===== RECORDED DATA
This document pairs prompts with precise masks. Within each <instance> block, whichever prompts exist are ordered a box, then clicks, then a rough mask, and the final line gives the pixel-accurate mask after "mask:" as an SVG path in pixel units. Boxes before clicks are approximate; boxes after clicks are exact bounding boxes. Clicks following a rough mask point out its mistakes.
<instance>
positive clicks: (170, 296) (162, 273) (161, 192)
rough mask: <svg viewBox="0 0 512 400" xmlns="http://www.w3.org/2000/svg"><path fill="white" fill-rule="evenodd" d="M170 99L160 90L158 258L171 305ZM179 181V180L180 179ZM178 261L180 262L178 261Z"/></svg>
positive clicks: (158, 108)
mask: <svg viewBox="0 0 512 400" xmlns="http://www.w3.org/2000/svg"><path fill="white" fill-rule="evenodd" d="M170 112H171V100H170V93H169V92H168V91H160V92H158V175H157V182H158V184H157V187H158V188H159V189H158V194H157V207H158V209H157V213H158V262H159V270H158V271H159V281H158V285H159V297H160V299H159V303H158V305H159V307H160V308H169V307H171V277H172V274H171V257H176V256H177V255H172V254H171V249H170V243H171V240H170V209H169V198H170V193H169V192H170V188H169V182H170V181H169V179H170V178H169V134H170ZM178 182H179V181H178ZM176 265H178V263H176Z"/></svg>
==========
Set out every line of the items above as a Markdown table with the columns "Row" and "Line text". Number the rows in order and leave out blank lines.

| Row | Line text |
|---|---|
| 1 | This document pairs prompts with precise masks. Within each <instance> block, whichever prompts exist are ordered a box, then clicks, then a rough mask, and the final line gives the pixel-accurate mask after "mask:" as an SVG path in pixel units. Boxes before clicks are approximate; boxes after clicks are exact bounding boxes. Clicks following a rough mask point out its mistakes. |
| 2 | <instance> |
| 3 | positive clicks: (170, 296) (162, 273) (161, 192) |
| 4 | rough mask: <svg viewBox="0 0 512 400" xmlns="http://www.w3.org/2000/svg"><path fill="white" fill-rule="evenodd" d="M170 99L160 90L158 258L171 305ZM179 181V180L180 179ZM178 261L180 262L178 261Z"/></svg> |
| 5 | positive clicks: (158, 108) |
| 6 | mask: <svg viewBox="0 0 512 400" xmlns="http://www.w3.org/2000/svg"><path fill="white" fill-rule="evenodd" d="M170 112H171V100H170V93H169V92H168V91H160V92H158V175H157V182H158V184H157V187H158V188H159V189H158V194H157V207H158V209H157V213H158V262H159V270H158V271H159V281H158V285H159V297H160V299H159V303H158V305H159V307H160V308H169V307H171V277H172V274H171V257H176V256H177V255H172V254H171V249H170V243H171V240H170V209H169V198H170V193H169V192H170V188H169V182H170V181H169V179H170V178H169V134H170ZM178 182H179V181H178ZM176 265H178V263H176Z"/></svg> |